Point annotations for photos
▼▼▼
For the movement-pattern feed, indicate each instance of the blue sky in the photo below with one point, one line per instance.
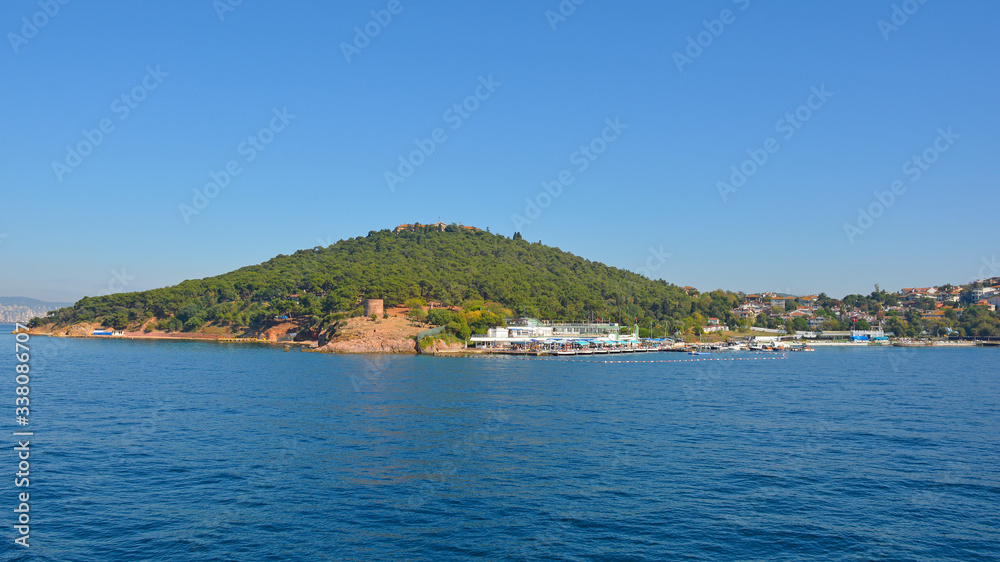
(198, 86)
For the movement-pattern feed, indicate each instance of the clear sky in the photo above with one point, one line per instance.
(501, 97)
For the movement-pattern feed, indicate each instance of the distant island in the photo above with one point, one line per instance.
(22, 309)
(465, 281)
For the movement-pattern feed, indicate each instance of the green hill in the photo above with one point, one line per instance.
(459, 266)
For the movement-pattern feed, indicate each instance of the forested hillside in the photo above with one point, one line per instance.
(454, 267)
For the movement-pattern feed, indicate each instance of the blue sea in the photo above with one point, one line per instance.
(148, 450)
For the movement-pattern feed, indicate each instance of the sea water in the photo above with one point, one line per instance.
(201, 451)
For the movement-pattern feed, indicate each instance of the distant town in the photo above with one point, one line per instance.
(21, 309)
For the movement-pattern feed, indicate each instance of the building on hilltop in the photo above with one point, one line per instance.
(374, 306)
(435, 226)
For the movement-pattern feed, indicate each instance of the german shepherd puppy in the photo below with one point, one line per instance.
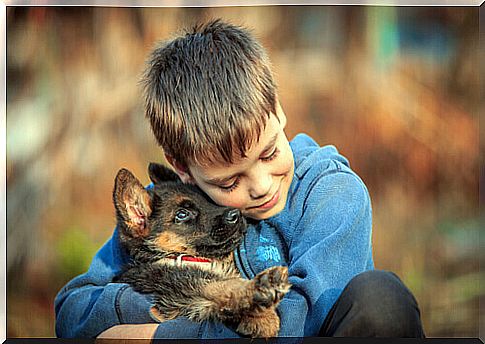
(181, 245)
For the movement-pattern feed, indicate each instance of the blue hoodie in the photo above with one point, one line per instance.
(323, 235)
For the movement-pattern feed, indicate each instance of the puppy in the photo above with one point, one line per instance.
(182, 246)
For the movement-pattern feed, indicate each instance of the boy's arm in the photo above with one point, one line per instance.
(332, 244)
(89, 304)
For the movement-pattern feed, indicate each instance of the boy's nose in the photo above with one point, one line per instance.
(260, 185)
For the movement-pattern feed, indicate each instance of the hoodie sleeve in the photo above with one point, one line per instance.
(330, 245)
(90, 303)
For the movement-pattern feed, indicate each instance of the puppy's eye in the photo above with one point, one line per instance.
(182, 215)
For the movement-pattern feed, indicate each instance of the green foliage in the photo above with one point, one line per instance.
(75, 251)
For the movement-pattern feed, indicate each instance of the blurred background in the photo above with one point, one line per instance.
(394, 88)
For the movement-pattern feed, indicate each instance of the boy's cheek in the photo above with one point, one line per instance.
(225, 200)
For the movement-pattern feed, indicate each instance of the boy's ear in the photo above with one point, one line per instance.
(159, 173)
(181, 170)
(132, 203)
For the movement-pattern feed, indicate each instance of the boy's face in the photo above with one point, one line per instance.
(258, 184)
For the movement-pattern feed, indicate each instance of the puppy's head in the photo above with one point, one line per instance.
(173, 217)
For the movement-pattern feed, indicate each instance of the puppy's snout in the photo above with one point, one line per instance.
(232, 216)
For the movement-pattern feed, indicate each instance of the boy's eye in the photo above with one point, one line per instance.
(231, 187)
(273, 155)
(182, 215)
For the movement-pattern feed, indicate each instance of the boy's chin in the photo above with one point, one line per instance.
(263, 215)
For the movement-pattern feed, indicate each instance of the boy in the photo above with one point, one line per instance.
(212, 104)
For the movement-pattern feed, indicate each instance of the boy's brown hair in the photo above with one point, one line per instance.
(208, 93)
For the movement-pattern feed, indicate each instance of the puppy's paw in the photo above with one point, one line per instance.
(270, 286)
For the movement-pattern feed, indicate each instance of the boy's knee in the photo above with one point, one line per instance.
(384, 305)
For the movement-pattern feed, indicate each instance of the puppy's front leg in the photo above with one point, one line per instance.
(248, 304)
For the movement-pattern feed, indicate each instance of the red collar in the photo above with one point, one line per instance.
(178, 259)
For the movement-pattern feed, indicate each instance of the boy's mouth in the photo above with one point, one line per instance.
(270, 203)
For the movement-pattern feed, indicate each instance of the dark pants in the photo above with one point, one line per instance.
(374, 304)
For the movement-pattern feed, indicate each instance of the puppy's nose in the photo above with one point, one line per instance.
(232, 216)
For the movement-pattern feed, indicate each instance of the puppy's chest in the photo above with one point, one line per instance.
(222, 267)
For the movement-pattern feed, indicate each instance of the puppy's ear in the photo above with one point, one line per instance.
(159, 173)
(132, 203)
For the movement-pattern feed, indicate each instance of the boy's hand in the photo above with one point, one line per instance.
(142, 332)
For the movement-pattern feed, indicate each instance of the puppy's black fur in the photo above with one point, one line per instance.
(178, 220)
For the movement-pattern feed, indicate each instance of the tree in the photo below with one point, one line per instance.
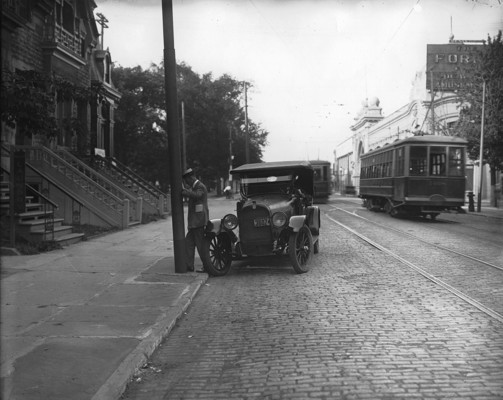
(490, 71)
(28, 104)
(213, 116)
(141, 141)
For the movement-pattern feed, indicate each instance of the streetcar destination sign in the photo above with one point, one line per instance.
(451, 66)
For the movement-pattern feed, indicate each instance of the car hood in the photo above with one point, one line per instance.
(273, 202)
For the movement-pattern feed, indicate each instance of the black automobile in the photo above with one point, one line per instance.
(275, 215)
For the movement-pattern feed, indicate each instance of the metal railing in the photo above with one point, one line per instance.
(130, 179)
(48, 207)
(100, 189)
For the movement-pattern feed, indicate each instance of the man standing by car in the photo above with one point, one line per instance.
(198, 216)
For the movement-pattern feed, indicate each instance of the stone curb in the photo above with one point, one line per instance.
(116, 384)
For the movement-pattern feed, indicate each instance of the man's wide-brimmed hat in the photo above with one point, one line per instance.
(188, 172)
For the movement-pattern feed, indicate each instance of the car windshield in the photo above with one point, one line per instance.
(254, 186)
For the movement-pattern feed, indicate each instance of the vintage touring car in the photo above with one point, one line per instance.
(275, 215)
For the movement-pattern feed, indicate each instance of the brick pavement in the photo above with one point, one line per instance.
(359, 325)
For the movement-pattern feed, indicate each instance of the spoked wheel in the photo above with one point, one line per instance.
(300, 249)
(220, 250)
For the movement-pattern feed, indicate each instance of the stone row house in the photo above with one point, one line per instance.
(72, 171)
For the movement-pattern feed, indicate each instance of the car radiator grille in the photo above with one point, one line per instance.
(255, 240)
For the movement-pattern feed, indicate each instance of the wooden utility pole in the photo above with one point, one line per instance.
(247, 141)
(102, 20)
(184, 140)
(174, 149)
(481, 156)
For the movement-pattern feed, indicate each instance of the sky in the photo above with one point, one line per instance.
(311, 63)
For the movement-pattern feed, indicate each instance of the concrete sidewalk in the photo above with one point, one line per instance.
(77, 323)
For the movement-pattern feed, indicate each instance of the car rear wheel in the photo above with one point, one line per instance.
(220, 249)
(300, 249)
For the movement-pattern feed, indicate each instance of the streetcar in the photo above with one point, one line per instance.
(322, 180)
(417, 176)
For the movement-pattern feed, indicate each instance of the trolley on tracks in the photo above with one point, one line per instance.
(420, 175)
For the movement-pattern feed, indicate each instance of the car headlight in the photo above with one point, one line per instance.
(230, 221)
(279, 219)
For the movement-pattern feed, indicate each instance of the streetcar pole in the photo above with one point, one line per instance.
(479, 198)
(174, 148)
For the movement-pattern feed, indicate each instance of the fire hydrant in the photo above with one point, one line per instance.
(471, 203)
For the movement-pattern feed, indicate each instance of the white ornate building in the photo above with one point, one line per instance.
(373, 130)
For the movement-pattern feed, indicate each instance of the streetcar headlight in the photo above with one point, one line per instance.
(230, 221)
(279, 219)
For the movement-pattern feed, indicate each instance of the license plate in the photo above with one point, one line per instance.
(258, 222)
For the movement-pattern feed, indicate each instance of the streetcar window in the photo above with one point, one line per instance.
(456, 165)
(418, 161)
(400, 162)
(437, 161)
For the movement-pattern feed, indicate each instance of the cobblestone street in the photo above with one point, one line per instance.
(359, 325)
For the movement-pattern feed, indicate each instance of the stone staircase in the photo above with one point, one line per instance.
(37, 223)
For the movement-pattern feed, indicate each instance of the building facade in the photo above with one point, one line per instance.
(424, 114)
(59, 39)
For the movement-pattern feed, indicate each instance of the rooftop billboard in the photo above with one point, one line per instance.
(450, 67)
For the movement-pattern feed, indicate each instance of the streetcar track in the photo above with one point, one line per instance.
(424, 273)
(421, 240)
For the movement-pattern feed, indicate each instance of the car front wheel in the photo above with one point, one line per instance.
(300, 249)
(220, 249)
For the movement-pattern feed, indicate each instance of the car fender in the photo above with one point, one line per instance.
(296, 222)
(215, 226)
(314, 219)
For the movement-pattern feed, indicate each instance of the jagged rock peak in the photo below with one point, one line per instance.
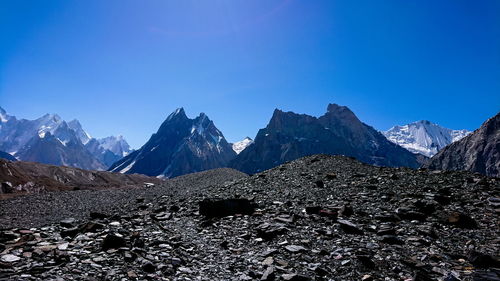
(179, 113)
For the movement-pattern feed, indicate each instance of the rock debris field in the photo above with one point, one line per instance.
(316, 218)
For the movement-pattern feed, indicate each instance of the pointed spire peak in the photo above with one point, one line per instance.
(4, 117)
(333, 107)
(74, 123)
(178, 113)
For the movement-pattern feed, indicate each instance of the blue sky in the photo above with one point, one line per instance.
(121, 67)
▲▲▲
Instructions for the task:
Take the line containing "of the jagged" and every line after it up to the end of the entries, and quote them exactly. Both ends count; the pictures do not.

Task solution:
For the movement-pattern feed, indicate each instance of the jagged rock peak in the photo below with one point, one line per instance.
(179, 113)
For the movement-pattern feed, indicate each instance of the rock debris field in the photo above with one point, one line per instance.
(316, 218)
For the movement-pattern feed, indicate each instance of the pointed spire peak in the photo above with one point, one line per instance.
(4, 117)
(333, 107)
(74, 123)
(178, 113)
For the movement-pattern feed, indicate each instance of the blue sky in the photo above with one point, one line per instance.
(121, 67)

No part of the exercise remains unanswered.